• _Entries_:
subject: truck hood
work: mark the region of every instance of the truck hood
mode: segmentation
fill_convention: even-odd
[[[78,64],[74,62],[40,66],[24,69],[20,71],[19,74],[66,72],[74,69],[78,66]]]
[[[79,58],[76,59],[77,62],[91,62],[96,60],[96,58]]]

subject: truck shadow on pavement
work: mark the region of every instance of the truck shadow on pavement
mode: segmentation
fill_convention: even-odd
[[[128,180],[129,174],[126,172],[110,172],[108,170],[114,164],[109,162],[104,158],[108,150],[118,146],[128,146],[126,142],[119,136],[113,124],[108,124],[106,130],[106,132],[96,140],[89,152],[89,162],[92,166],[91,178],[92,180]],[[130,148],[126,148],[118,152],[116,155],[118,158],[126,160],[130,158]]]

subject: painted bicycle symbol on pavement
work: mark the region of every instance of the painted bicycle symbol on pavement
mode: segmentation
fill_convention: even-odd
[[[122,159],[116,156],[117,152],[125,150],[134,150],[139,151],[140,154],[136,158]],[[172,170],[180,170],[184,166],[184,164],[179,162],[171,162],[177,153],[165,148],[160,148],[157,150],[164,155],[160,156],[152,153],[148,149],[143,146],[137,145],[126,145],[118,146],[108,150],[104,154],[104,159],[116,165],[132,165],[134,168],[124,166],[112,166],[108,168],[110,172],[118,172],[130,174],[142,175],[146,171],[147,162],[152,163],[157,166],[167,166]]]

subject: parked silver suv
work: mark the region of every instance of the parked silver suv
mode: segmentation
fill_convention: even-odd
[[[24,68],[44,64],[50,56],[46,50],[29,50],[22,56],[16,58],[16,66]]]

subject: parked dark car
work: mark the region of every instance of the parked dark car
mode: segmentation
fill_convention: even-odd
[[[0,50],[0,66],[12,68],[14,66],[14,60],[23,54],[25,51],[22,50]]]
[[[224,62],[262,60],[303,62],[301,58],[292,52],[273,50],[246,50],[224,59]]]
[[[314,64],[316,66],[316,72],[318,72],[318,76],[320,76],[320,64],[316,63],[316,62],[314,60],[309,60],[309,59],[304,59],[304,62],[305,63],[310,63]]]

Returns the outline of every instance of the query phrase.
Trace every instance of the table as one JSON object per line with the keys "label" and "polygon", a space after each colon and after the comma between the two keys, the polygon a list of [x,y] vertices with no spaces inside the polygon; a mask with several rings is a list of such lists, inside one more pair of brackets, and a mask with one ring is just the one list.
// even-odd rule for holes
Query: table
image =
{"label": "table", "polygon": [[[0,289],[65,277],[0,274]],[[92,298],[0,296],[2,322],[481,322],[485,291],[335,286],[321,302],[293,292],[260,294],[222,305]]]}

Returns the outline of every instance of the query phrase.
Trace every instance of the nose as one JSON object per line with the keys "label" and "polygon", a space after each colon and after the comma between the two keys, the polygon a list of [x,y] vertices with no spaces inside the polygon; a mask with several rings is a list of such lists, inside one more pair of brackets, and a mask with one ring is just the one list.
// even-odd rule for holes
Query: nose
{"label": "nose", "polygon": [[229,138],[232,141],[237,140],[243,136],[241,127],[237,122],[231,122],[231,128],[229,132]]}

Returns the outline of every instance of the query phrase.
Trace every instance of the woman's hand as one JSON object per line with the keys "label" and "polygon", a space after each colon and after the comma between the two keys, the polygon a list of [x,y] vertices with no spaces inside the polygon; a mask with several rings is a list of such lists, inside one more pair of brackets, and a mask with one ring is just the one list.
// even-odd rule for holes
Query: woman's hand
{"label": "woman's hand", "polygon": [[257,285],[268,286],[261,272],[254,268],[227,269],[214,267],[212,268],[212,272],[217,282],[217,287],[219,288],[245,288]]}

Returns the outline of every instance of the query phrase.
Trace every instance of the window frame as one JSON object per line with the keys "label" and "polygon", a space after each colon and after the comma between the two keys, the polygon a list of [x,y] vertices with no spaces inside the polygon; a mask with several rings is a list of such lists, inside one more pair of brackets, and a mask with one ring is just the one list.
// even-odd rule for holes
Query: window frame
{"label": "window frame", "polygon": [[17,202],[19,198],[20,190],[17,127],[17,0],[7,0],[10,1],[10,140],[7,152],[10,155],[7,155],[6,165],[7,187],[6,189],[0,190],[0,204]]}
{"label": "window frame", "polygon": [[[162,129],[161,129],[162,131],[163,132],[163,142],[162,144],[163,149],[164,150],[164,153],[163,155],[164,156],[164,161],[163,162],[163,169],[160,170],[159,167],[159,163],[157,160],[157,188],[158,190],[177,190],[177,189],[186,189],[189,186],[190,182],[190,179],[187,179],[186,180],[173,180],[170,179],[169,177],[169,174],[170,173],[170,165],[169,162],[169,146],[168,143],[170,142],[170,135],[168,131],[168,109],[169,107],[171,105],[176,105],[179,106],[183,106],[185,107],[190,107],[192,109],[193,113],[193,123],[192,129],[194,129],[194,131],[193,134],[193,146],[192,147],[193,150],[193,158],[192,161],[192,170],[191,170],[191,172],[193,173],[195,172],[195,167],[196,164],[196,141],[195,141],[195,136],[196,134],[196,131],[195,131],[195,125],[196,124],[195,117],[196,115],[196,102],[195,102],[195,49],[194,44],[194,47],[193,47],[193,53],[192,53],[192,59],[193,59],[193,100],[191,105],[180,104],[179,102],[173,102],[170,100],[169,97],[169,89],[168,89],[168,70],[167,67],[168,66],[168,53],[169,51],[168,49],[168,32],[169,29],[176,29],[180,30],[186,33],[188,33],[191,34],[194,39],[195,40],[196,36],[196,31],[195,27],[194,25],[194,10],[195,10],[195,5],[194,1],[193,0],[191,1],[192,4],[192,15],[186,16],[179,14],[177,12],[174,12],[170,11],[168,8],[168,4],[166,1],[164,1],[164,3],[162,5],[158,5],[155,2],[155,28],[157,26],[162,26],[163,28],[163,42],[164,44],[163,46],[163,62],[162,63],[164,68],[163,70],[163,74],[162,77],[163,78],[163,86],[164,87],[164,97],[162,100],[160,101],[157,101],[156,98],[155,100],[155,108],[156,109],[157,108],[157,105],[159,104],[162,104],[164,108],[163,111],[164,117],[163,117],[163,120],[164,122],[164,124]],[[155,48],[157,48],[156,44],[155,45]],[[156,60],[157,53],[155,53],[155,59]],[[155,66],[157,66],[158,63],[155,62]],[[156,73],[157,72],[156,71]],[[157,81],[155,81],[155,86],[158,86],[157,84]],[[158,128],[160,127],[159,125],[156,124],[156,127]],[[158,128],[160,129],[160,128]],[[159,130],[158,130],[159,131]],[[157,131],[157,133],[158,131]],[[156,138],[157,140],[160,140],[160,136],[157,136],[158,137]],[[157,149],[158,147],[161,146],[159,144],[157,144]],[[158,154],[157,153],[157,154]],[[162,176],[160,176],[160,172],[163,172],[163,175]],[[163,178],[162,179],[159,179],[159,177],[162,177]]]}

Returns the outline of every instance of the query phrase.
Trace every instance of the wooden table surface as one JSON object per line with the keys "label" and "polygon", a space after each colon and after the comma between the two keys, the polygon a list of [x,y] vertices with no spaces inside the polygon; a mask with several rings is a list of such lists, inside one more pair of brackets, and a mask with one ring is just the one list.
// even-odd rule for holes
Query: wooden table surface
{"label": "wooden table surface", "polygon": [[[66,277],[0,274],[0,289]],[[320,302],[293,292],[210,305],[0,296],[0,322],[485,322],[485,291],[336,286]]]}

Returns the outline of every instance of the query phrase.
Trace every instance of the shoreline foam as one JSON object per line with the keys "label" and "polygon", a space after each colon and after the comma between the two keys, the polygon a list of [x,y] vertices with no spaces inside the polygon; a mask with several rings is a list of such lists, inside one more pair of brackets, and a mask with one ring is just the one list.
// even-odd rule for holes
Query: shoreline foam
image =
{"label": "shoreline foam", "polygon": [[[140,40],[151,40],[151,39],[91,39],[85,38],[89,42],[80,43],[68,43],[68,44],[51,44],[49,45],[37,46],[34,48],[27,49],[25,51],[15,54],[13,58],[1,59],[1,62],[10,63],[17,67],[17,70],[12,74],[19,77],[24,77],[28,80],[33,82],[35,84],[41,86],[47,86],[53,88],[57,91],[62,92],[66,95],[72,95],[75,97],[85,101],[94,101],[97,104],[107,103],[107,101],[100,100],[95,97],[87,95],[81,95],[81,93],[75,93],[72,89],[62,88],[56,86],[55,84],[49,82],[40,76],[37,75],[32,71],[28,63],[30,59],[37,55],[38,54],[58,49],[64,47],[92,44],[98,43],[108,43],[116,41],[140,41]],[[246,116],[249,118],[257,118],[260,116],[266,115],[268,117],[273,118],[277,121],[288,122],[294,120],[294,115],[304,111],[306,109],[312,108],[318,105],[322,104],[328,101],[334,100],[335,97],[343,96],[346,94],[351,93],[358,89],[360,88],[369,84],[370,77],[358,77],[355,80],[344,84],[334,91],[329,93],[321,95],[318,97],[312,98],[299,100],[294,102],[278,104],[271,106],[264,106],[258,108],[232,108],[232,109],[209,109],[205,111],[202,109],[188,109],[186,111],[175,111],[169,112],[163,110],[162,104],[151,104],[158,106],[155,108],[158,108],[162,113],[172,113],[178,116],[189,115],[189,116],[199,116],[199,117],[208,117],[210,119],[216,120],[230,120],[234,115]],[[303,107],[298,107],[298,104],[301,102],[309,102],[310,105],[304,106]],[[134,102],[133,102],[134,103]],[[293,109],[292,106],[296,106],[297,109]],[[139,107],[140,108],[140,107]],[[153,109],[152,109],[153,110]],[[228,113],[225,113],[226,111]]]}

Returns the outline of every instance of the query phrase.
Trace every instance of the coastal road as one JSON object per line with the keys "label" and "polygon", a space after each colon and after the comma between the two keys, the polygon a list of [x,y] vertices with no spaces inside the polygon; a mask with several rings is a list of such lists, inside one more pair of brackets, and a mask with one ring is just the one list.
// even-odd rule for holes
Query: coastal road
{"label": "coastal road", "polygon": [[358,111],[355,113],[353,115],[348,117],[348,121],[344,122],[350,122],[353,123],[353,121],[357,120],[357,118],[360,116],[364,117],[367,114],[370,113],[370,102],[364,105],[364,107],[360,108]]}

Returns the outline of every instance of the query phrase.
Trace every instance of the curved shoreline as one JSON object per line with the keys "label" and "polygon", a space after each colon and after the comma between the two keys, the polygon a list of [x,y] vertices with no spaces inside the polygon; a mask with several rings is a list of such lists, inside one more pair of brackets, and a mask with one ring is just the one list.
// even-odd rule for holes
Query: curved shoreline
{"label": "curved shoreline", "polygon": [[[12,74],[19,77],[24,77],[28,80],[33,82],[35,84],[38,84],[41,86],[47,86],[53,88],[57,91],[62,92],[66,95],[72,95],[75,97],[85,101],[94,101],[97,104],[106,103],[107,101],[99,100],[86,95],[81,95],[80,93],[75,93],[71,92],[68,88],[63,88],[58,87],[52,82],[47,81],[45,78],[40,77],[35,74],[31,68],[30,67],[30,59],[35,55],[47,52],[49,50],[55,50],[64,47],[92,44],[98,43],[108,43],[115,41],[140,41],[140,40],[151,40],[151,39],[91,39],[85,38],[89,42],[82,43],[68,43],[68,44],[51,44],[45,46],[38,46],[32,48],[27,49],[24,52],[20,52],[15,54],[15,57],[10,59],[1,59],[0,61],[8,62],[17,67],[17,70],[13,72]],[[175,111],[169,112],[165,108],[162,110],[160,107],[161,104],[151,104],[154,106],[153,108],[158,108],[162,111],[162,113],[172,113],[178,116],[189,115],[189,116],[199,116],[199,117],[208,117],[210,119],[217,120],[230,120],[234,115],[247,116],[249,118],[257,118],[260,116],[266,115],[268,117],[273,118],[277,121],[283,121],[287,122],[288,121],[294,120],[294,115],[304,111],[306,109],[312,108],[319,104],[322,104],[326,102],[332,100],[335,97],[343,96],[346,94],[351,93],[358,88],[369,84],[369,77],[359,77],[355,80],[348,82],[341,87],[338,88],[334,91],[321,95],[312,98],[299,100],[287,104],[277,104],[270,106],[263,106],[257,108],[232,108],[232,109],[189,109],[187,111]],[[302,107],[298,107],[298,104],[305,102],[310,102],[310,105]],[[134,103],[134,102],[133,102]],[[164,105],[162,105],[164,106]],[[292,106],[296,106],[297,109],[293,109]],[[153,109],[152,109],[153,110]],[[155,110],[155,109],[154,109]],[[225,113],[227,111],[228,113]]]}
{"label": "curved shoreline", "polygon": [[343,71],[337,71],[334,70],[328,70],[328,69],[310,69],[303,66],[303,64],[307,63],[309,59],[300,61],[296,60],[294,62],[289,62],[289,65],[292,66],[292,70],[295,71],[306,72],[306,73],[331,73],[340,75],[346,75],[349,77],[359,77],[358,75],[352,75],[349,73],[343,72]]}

• _What you need to do_:
Reproduce everything from the first line of the entries above down through the line containing "[[[79,58],[76,59],[77,62],[91,62],[96,60],[96,58]]]", including that line, with each line left unchanged.

• _Written answer_:
subject: truck hood
work: mark the region of every instance of the truck hood
mode: segmentation
fill_convention: even-odd
[[[78,64],[74,62],[40,66],[24,69],[20,71],[19,74],[66,72],[74,69],[78,66]]]
[[[79,58],[76,59],[77,62],[91,62],[96,60],[96,58]]]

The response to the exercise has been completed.